-- start Data for the task --

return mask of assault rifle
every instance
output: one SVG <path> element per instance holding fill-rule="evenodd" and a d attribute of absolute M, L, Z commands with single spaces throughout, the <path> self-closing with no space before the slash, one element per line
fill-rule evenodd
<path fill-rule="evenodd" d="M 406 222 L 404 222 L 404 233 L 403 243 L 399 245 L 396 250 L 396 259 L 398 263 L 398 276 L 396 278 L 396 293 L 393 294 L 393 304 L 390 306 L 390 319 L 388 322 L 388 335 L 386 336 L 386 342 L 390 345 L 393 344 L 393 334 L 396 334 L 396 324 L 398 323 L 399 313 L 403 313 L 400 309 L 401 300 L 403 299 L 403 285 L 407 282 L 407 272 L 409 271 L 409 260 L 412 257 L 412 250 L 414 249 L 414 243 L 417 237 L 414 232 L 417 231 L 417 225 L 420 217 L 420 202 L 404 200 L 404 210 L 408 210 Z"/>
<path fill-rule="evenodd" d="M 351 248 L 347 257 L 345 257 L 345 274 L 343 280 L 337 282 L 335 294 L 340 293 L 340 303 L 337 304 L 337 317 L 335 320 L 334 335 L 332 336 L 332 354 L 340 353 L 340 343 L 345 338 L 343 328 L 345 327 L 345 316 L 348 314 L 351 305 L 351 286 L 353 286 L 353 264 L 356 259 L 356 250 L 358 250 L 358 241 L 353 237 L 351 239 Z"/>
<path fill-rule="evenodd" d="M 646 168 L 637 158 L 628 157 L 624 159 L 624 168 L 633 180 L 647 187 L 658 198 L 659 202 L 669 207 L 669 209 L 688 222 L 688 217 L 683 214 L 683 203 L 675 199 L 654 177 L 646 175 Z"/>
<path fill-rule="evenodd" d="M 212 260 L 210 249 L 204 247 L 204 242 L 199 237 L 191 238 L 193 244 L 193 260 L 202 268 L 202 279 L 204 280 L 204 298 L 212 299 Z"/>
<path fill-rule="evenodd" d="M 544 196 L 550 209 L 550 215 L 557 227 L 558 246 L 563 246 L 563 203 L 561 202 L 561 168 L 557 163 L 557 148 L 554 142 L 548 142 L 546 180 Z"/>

-- end Data for the task --

Directions:
Return every line of the listing above, unchanged and in the same order.

Solution to this problem:
return mask of assault rifle
every instance
output: one SVG <path> element per instance holding fill-rule="evenodd" and a d attribute of absolute M, L, Z commands with single spaces throughout, the <path> self-closing with no space before the slash, one element per line
fill-rule evenodd
<path fill-rule="evenodd" d="M 406 222 L 404 222 L 404 233 L 403 243 L 399 245 L 396 250 L 396 259 L 398 263 L 398 276 L 396 278 L 396 293 L 393 294 L 393 304 L 390 306 L 390 319 L 388 322 L 388 335 L 386 336 L 386 342 L 390 345 L 393 344 L 393 334 L 396 334 L 396 324 L 398 323 L 399 313 L 403 313 L 400 309 L 401 300 L 403 299 L 403 285 L 407 282 L 407 272 L 409 271 L 409 260 L 412 257 L 412 250 L 414 249 L 414 243 L 417 237 L 414 232 L 417 231 L 417 225 L 420 217 L 420 202 L 404 200 L 404 210 L 408 210 Z"/>
<path fill-rule="evenodd" d="M 351 248 L 347 257 L 345 257 L 345 274 L 343 280 L 337 282 L 335 294 L 340 293 L 340 303 L 337 304 L 337 317 L 335 320 L 334 335 L 332 336 L 332 354 L 340 353 L 340 343 L 345 338 L 343 328 L 345 327 L 345 316 L 348 314 L 351 305 L 351 286 L 353 286 L 353 264 L 356 259 L 356 250 L 358 250 L 358 241 L 353 237 L 351 239 Z"/>
<path fill-rule="evenodd" d="M 646 168 L 637 158 L 628 157 L 624 159 L 624 168 L 633 180 L 647 187 L 658 198 L 659 202 L 669 207 L 669 209 L 688 222 L 688 217 L 683 214 L 683 203 L 675 199 L 654 177 L 646 175 Z"/>
<path fill-rule="evenodd" d="M 212 260 L 210 249 L 204 247 L 204 242 L 199 237 L 191 238 L 193 244 L 193 260 L 202 268 L 202 279 L 204 280 L 204 298 L 212 299 Z"/>
<path fill-rule="evenodd" d="M 544 196 L 550 209 L 550 215 L 557 227 L 558 246 L 563 246 L 563 203 L 561 202 L 561 168 L 557 163 L 557 148 L 554 142 L 548 142 L 546 180 Z"/>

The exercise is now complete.